• **任务要求**: 请把下列记录中的“rocky shore”替换为“sandy beach”，其余内容一律保持不变，然后重新写出这些行，答案中不要包含图片。
---*---
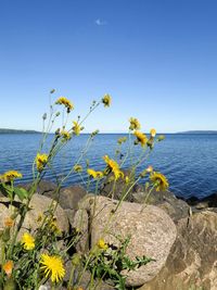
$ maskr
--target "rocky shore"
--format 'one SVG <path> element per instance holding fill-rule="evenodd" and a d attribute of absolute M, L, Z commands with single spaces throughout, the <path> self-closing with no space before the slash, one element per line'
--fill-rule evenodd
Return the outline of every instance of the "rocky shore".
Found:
---*---
• **书面解答**:
$ maskr
--target "sandy beach"
--format 'one SVG <path> element per instance holding fill-rule="evenodd" and a d attribute of absolute M, L, Z commands with single spaces throughout, the <path> self-closing with no space before the slash, one element per line'
--fill-rule evenodd
Return the outline of every instance of the "sandy beach".
Found:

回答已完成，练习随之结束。